Questions to answer:
1/ In the polar climate article, how many days did the author's team recently take to ski to the North Pole?
2/ Please write the next part of the polar climate article, picking up after its final sentence.

Doug Stoup: A Perspective from the Poles

The last 20 years have left their mark on the world’s polar ice caps. As an international explorer and guide, I’ve seen firsthand how a warming climate is changing our planet. Each year it becomes increasingly easier to ski to the north pole because of decreased snowfall—an expedition that usually takes seven to ten days to complete recently took my team six.

In the Antarctic, rising water temperatures are causing dramatic changes to wildlife habitats, affecting the entire food chain from krill to penguins. At Ice Axe Expeditions, we will soon be forced to change the way we plan trips and design gear. In the near future, our polar trips might involve as much kayaking as they do skiing.

Photo: Carol McConnell
Taken in Wilhelmina Bay, Antarctica in 2015.
Douglas has pioneered the skiing and Stand Up Paddling in the polar regions and it is a great way to explore your surroundings by human power and allows you to interact with wildlife. This is Wilhelmina Bay, Antarctic on Ice Axe Antarctic Peninsula Ski Cruise 2015.

These changes to the Arctic and the Antarctic are warning signs of the global implications of climate change. As the ice continues to melt, the impacts felt closer to home will also increase in severity—this means shorter winters, rising ocean levels, and other symptoms of climate change.

That’s why it’s more important than ever to concentrate our efforts on climate policy, both locally and on a federal level. To do that, we need to ensure that the politicians we vote into office are taking strong stances on climate.

In 2018, we have not just the opportunity, but the responsibility, to show up at the polls and vote for people who will actually drive policies and enact laws that will decrease our reliance on fossil fuels. The winter sports and outdoor community is a strong and passionate demographic, and it’s time for us to mobilize and make our opinions heard this election cycle.

On Earth Day, I presented on a panel in my hometown of Truckee, California, a community that recently became the 50th city in the nation to commit to a 100% renewable future by 2050. I was joined by local business people, nonprofit advocates, and town officials. We discussed the impact of climate change on our highly susceptible mountain community and local economy.

Like many mountain towns, we have seen how low snowfall years impact our business and way of life. Earlier this year, POW’s new economic report revealed that the ski industry and supporting mountain economies are already hurting because of climate change.

The report revealed that 16 of the warmest years on record have occurred since the turn of the century, with 2016 being the hottest and 2017 the second warmest. The Earth Day panel took place at Squaw Alpine, which saw alarmingly low snow falls this year in December, January, and February—three of the resort’s biggest months.

Data supplied:

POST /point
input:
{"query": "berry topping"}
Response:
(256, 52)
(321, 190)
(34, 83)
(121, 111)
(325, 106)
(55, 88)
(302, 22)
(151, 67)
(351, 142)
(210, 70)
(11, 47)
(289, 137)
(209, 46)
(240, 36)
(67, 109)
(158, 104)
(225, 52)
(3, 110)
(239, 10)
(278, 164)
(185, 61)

Task-by-task results:
1/ Six days.

2/
Truckee, Squaw Alpine, and Ice Axe Expeditions are all part of the snowsports industry, which contributes $72 billion to the annual U.S. economy and supports 695,000 jobs nationwide. The outdoor industry is worth $887 billion—about twice as large as the pharma and motor vehicle industries combined. Climate change threatens this industry, and it’s time to mobilize and do something to protect our already jeopardized climate.

Antarctic Peninsula Ski Cruise photo: Ice Axe
Ice Axe Expeditions prides itself on using some of the best and most experienced guides in the world with over 200 years experience collectively. Ice Axe organizes an annual pilgrimage south every November to ski tour the last frontier.

The outdoor industry is an economic powerhouse that is waking up to its political weight. Together with allies such as POW, the Citizens Climate Lobby, Squaw Alpine, and the Town of Truckee, the snowsports community is coming together to demand that our politicians implement policies that reduce our carbon footprint.

The midterm elections are coming up, and we need to get out, vote, and hold our elected officials, from our local town council members to congress people, accountable when it comes to prioritizing climate policy.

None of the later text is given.